== Extracted information

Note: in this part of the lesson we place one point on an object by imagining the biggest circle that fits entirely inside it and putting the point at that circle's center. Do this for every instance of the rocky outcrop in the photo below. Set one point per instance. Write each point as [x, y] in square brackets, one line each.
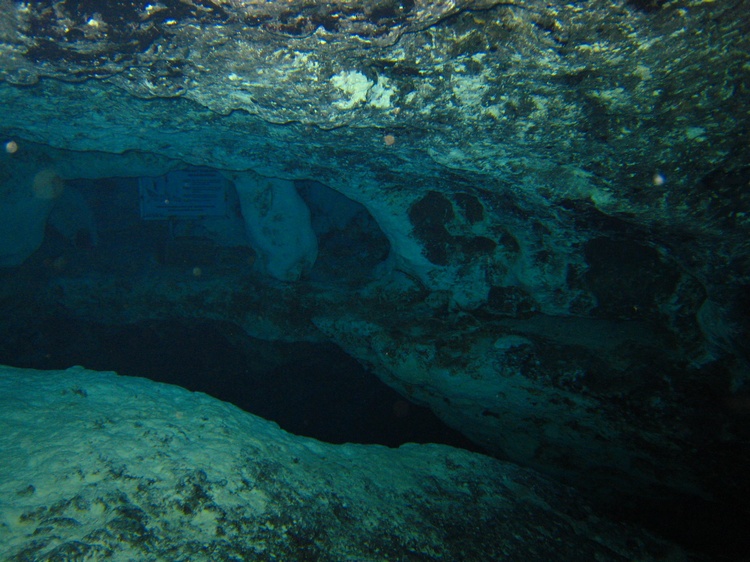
[563, 186]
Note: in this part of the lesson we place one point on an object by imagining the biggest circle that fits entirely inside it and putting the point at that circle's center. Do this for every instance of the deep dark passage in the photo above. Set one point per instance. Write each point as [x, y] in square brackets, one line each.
[315, 390]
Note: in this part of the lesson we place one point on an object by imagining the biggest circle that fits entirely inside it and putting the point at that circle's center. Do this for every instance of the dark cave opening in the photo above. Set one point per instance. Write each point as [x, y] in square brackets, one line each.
[309, 389]
[313, 389]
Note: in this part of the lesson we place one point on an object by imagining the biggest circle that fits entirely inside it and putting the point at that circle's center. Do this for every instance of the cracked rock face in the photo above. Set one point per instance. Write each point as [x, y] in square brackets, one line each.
[564, 188]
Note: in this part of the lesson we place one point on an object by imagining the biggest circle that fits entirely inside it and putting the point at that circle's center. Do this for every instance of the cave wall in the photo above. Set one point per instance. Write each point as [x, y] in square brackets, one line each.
[564, 191]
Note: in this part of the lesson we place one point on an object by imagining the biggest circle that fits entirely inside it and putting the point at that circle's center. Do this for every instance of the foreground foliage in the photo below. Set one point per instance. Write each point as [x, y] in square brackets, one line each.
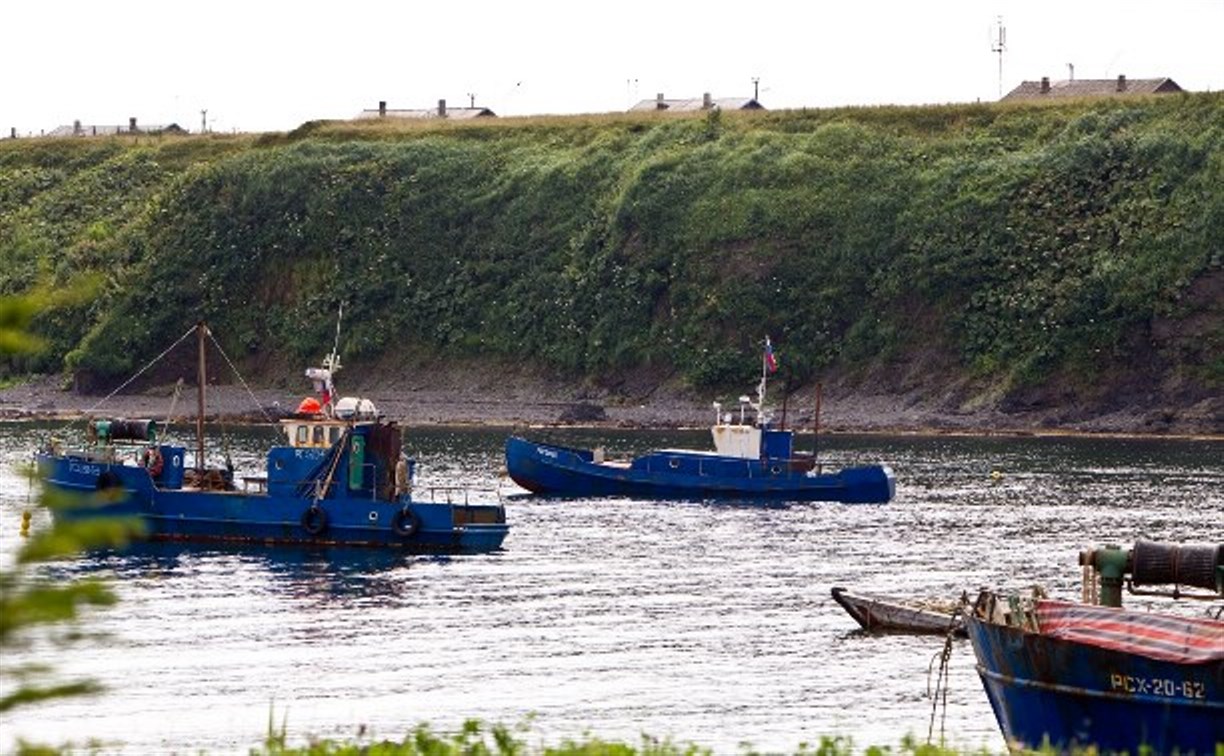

====

* _Your task_
In the entries above, find the line containing "of the cave". Transcribe it and every later line to the end, exactly, and leave out the pictures.

* _Your solution_
Note: in this part of the lesson we place one point on an object by imagining the biggest circle that fits entirely inside it and putting the point at that circle's center. Do this for every instance of the cave wall in the photo above. Set one point per instance. Write each point as [x, y] in square brackets, one line each.
[564, 191]
Note: in this part of the lesson we place one point on an object by imagining the biggest circle that fits entirely inside it and putting the point at that circle's center. Do this for every instance of the foreground foliage in the photo below. Set one point per instance. Write each point as [x, y] in square brackets, one line each.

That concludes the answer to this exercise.